** START **

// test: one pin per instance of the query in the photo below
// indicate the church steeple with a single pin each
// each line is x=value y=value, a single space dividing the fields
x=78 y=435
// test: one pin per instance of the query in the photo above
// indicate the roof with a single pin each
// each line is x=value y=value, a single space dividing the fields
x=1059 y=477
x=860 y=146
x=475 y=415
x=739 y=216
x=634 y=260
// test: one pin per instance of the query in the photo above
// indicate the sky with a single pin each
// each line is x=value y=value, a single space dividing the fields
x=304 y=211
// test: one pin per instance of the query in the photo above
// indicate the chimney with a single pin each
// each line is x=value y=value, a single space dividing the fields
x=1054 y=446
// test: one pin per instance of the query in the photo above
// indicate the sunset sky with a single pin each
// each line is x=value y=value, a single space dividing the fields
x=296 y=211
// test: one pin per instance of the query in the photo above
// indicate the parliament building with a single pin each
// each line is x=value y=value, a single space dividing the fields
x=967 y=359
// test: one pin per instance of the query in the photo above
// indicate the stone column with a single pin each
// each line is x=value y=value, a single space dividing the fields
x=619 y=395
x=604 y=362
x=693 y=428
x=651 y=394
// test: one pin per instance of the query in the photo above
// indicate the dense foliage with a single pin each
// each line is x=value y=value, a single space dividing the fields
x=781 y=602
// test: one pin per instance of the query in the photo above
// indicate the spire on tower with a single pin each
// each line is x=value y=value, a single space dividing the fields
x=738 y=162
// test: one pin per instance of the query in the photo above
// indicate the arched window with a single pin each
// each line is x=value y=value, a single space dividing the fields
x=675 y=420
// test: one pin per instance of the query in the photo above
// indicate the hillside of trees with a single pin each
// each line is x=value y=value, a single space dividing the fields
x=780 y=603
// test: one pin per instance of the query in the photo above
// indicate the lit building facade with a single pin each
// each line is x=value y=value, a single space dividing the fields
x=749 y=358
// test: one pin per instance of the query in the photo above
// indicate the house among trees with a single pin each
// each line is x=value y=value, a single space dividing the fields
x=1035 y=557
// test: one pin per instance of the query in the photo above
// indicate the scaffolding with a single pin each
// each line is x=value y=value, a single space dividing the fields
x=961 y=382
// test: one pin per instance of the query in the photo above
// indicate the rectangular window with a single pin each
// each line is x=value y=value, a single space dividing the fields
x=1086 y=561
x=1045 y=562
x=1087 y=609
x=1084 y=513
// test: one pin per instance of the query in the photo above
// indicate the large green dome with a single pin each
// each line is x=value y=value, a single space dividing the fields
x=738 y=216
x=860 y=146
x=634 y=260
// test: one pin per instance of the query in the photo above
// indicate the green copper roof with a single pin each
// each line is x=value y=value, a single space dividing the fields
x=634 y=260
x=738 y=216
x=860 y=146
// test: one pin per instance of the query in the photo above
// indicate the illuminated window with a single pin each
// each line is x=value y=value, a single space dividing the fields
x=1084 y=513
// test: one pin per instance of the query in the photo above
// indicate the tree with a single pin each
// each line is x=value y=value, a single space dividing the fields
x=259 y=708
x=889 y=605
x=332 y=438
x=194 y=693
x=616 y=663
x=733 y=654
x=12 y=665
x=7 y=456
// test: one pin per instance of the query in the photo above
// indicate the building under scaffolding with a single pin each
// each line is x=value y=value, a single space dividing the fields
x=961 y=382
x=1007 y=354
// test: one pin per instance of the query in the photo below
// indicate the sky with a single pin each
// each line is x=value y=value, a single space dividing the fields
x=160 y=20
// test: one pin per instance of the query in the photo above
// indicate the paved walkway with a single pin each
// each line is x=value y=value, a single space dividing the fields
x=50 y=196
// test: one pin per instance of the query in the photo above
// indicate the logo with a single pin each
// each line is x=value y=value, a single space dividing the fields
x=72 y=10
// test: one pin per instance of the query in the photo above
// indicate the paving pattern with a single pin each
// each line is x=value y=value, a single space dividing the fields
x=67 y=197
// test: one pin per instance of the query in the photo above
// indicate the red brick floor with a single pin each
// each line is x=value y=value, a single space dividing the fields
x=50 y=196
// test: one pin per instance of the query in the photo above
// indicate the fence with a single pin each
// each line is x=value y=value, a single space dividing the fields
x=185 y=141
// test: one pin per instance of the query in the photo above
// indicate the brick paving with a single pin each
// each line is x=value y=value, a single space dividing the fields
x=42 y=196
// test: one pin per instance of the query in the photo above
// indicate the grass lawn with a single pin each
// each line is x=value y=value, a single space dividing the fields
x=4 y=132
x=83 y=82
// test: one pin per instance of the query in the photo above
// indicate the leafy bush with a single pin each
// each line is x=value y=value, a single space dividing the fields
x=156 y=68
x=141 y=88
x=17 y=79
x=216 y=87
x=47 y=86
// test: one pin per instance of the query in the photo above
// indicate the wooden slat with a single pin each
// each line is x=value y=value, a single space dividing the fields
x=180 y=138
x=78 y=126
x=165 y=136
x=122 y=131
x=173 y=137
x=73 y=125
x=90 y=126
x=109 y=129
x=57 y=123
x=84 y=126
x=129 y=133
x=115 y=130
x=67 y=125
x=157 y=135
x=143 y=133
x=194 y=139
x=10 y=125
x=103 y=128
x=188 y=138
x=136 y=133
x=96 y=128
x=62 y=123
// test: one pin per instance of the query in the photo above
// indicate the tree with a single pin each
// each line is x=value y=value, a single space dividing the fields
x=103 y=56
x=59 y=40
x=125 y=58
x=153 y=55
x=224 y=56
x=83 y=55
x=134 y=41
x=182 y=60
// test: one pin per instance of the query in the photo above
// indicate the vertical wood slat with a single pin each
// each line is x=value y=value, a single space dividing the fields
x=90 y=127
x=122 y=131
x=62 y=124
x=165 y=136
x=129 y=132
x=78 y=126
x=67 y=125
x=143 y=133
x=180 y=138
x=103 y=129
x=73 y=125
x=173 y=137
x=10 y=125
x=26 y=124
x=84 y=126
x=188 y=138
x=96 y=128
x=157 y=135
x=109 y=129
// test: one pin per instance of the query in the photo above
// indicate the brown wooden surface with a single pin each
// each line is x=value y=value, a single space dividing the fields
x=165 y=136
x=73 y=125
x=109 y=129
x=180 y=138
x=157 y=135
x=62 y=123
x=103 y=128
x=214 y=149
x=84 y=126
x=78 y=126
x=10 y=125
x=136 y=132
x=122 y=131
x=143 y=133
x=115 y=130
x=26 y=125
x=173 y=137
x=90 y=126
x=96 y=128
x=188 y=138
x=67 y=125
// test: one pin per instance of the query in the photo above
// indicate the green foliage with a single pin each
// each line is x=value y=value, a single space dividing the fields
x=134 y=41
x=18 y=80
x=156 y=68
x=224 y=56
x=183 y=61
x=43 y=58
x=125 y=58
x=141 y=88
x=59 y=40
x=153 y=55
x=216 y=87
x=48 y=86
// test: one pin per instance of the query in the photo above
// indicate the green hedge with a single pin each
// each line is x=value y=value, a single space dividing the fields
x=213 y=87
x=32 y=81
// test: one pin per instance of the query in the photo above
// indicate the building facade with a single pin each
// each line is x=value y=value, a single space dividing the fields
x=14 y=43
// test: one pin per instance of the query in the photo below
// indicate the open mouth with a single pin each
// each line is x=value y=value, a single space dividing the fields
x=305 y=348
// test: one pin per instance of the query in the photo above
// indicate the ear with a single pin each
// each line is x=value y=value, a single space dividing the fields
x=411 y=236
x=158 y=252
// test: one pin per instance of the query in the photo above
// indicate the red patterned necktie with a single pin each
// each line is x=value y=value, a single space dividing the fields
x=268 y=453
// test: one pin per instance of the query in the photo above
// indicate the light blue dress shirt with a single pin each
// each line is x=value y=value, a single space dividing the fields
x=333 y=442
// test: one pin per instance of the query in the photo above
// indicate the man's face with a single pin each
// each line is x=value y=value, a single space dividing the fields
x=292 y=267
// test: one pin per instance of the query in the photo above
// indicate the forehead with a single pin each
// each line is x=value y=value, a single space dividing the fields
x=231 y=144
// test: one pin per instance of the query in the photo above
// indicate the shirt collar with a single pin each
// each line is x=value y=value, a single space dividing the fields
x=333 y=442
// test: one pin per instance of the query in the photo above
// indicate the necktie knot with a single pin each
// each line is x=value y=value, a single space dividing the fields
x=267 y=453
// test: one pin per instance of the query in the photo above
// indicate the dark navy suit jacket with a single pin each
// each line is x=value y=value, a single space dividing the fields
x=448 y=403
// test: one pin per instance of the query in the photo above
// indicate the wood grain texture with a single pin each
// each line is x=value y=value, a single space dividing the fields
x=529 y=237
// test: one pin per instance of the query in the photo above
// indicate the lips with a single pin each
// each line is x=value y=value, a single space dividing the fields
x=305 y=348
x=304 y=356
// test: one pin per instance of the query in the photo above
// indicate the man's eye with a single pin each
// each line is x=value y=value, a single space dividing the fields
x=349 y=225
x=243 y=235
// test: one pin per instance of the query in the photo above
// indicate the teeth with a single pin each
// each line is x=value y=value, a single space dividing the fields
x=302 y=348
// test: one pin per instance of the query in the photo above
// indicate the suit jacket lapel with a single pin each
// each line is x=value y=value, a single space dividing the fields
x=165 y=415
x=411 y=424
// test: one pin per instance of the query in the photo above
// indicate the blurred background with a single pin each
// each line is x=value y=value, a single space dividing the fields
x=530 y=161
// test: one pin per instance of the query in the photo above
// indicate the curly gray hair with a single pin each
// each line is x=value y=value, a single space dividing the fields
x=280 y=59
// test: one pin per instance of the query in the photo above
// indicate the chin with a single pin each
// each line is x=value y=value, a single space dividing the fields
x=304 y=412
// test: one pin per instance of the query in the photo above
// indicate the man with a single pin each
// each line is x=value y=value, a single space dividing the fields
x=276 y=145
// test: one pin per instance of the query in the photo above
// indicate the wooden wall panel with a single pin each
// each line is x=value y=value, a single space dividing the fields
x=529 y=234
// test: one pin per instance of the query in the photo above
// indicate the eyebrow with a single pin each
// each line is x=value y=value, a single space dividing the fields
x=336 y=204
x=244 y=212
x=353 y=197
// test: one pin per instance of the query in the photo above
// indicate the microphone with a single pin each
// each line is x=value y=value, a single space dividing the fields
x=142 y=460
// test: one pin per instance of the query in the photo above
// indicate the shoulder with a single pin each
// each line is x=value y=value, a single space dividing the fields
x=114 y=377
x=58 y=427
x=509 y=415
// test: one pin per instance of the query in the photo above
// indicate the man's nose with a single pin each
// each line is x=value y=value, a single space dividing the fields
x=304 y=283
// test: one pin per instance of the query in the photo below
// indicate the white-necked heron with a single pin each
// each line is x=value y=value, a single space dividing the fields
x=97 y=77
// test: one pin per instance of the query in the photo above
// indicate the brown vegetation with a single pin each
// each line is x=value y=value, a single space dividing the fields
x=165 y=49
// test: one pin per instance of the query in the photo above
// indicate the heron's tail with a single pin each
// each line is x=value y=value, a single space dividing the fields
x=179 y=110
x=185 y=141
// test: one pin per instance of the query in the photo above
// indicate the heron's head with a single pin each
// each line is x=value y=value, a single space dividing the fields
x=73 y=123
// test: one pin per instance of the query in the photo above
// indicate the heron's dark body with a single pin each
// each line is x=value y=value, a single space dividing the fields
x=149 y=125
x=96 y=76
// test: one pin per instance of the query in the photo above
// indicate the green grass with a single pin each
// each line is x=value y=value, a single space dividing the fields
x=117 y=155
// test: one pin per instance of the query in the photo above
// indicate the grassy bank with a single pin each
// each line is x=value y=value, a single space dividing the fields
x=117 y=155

** END **

What the task requires: Gather every line in the listing above that contains the string "jacket" and copy each one out in full. Treat the match as case-sensitive.

Complete output:
// indicate the dark navy suit jacket with a single pin each
// indicate the suit jacket lapel with a single pin each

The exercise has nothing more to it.